Греками я начал заниматься много раньше, во франкфуртские годы; теперь я углубился в античных историков, особенно в Фу-кидида[114], и в философию досократиков. Было естественно, что я изучал революции — английскую, французскую, русскую, но я начал осознавать и значение масс в становлении религий, и жажда познания всех религий, которая меня уже не оставляет, зародилась именно в то время. Я читал Дарвина, надеясь найти у него что-либо о массовых образованиях среди животных, и основательно штудировал книги о гусударствах насекомых. Спал я мало, так как ночи напролет читал. Кое-что я записывал и пытался набрасывать статьи. Это были предварительные этюды для книги о массе, но теперь, когда я оглядываю их с точки зрения романа, то вижу, сколько следов оставили эти захватившие меня многостраничные исследования в «Ослеплении», возникшем несколькими годами позже.
Летом 1928 года я впервые приехал в Берлин, и это стало следующим решающим событием. Виланд Херцфельде, основатель издательства «Малик»[115], искал какого-нибудь молодого человека, который мог бы оказать ему помощь в работе над книгой, и одна его приятельница назвала ему меня. Он пригласил меня приехать в Берлин на студенческие каникулы, с тем, чтобы жить у него и там же работать. Он принял меня с большой сердечностью и не дал мне почувствовать мою неопытность и неосведомленность. Неожиданно я очутился в узловом пункте берлинской духовной жизни. Он повсюду брал меня с собой, я познакомился с его друзьями и бесчисленным множеством других людей; иногда, как, например, у Шлихтера или Шванеке[116], мне представляли их по десятку сразу.

ЧТО НУЖНО СДЕЛАТЬ:
[1] Повторите записи без изменений, начиная с первой и до строки с «(12, 253), (20, 291)» включительно.
[2] Допишите следующую часть отрывка о чтении и первой поездке в Берлин.

ИСХОДНЫЕ ДАННЫЕ:
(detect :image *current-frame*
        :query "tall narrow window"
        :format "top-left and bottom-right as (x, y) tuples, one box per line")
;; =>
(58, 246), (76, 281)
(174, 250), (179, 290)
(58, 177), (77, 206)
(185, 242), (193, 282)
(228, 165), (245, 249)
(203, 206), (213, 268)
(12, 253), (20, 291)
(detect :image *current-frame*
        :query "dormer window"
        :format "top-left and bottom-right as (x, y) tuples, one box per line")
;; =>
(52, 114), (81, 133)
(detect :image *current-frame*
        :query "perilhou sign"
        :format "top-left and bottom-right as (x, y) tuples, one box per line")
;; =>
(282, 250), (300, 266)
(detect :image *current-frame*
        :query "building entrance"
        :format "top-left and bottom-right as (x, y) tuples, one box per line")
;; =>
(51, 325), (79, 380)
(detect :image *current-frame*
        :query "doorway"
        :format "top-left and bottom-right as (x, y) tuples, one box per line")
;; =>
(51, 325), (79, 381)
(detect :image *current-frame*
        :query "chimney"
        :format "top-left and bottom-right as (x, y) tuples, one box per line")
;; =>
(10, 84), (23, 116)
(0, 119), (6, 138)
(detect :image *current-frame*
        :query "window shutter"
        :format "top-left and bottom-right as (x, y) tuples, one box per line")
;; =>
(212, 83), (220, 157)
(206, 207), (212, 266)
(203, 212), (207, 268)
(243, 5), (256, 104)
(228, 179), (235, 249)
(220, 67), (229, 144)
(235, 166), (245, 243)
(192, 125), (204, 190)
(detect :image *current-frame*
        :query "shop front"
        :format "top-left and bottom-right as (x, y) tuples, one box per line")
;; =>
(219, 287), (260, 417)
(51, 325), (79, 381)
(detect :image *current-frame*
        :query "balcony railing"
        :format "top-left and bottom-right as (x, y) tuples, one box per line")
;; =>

ВЫПОЛНЕННЫЕ ЗАДАНИЯ:
[1]
(detect :image *current-frame*
        :query "tall narrow window"
        :format "top-left and bottom-right as (x, y) tuples, one box per line")
;; =>
(58, 246), (76, 281)
(174, 250), (179, 290)
(58, 177), (77, 206)
(185, 242), (193, 282)
(228, 165), (245, 249)
(203, 206), (213, 268)
(12, 253), (20, 291)

[2]
Назову лишь троих, занимавших меня больше всего: среди них был Георг Грос[117], чьими рисунками я восхищался со времен учебы в школе во Франкфурте; Исаак Бабель, обе книги которого я незадолго до этого прочел, из всех книг новейшей русской литературы они произвели на меня наиболее глубокое впечатление; Брехт, у которого я знал лишь несколько стихотворений, но о нем так много говорили, что это вызывало любопытство к нему, тем более что он был одним из совсем не многих молодых писателей, которых признавал Карл Краус. Грос подарил мне папку с серией «Ессе homo»[118], которая была запрещена, Бабель брал меня повсюду с собой, особенно к Ашингеру[119], где он лучше всего себя чувствовал. Я был пленен искренностью их обоих — они говорили со мной на всевозможные темы. Брехт, который сразу заметил мою наивность и которому мой «высокий образ мыслей», разумеется, действовал на нервы, старался шокировать меня циничными замечаниями о себе самом. Когда бы я его ни увидел, не было случая, чтобы он не сказал о себе чего-нибудь такого, что меня бы не сконфузило. Я чувствовал, что Бабель, которого я едва ли мог чем-то обогатить, любил меня именно за мою наивность, которая Брехта побуждала к цинизму. Грос, мало читавший, охотнее всего расспрашивал меня о книгах и, нисколько не рисуясь, с готовностью принимал рекомендации, что читать.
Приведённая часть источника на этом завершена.